GIVEN DATA:
>>>
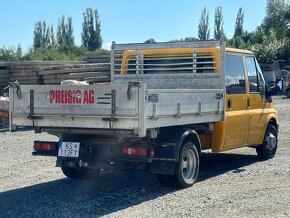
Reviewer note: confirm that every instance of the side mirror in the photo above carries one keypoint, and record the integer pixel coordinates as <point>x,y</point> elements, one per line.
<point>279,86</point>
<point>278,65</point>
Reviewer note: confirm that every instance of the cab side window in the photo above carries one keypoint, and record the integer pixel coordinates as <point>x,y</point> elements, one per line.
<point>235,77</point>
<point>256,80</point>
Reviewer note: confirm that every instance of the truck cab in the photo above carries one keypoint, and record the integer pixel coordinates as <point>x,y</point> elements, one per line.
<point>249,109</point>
<<<
>>>
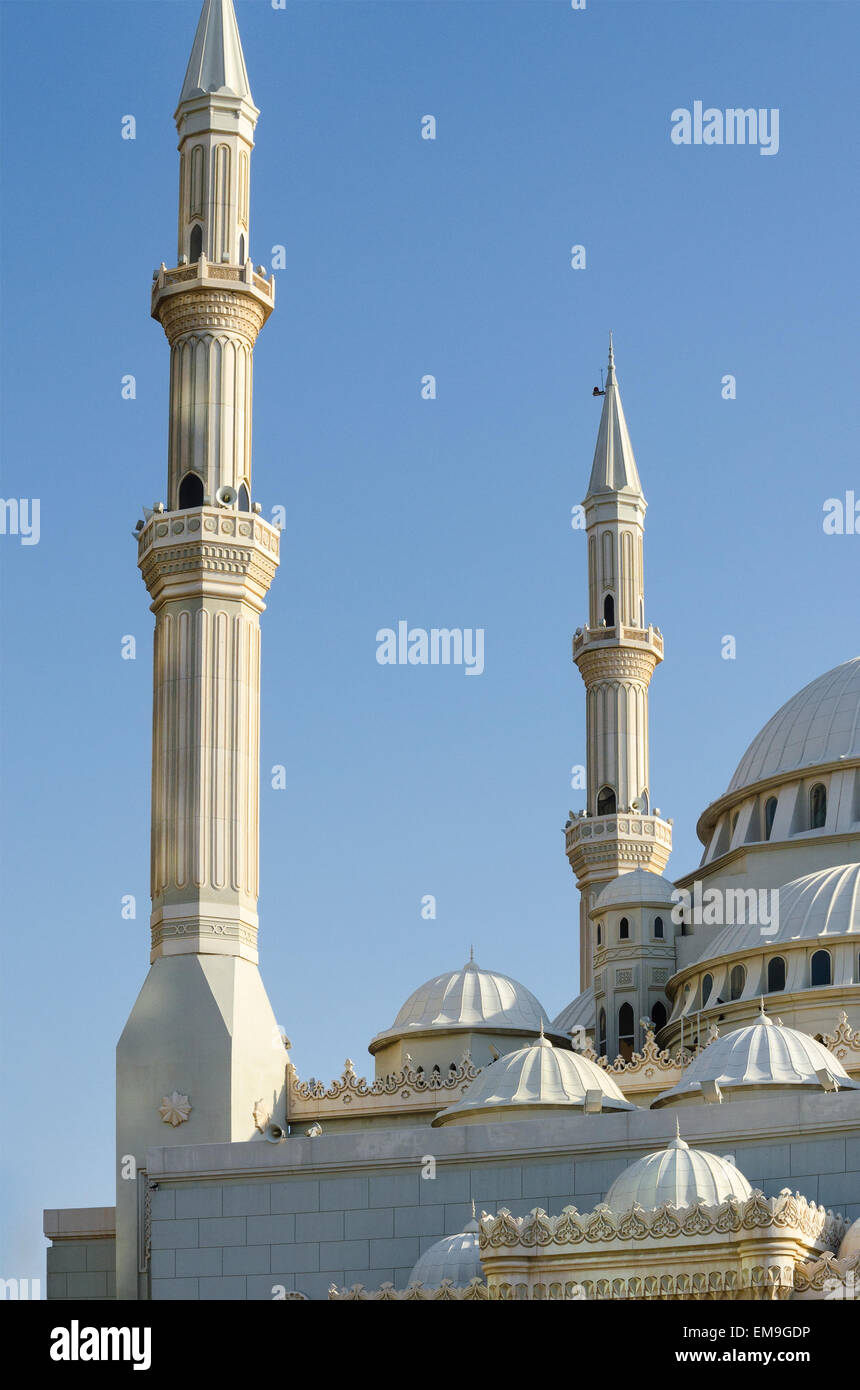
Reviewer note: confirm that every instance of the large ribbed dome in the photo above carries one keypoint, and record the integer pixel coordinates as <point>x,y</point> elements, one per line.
<<<
>>>
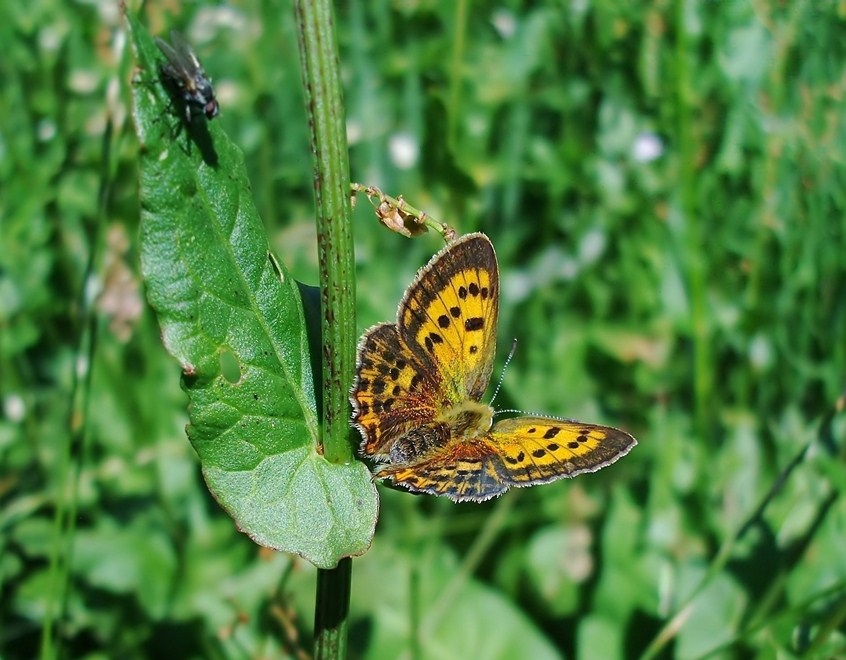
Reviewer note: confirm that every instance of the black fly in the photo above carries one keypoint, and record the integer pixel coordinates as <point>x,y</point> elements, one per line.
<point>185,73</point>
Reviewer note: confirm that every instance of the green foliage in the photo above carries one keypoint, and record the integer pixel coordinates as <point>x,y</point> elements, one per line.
<<<
REQUIREMENT: Begin at the line that has "Reviewer note: confirm that every instance of the side" and stop after the line that has "<point>256,80</point>". Write out only those lines again, replacing "keypoint" with "marker" and leaving everything else unchanged.

ANSWER TO THE TASK:
Reviewer note: confirm that every instance of the side mirror in the photo above carries one marker, and record the integer pixel coordinates as <point>x,y</point> elements, one per line.
<point>279,86</point>
<point>278,65</point>
Reviewer note: confirm that every instance of the cab side window in the photo above carries one marker, and record the integer pixel coordinates as <point>x,y</point> elements, one per line.
<point>235,77</point>
<point>256,80</point>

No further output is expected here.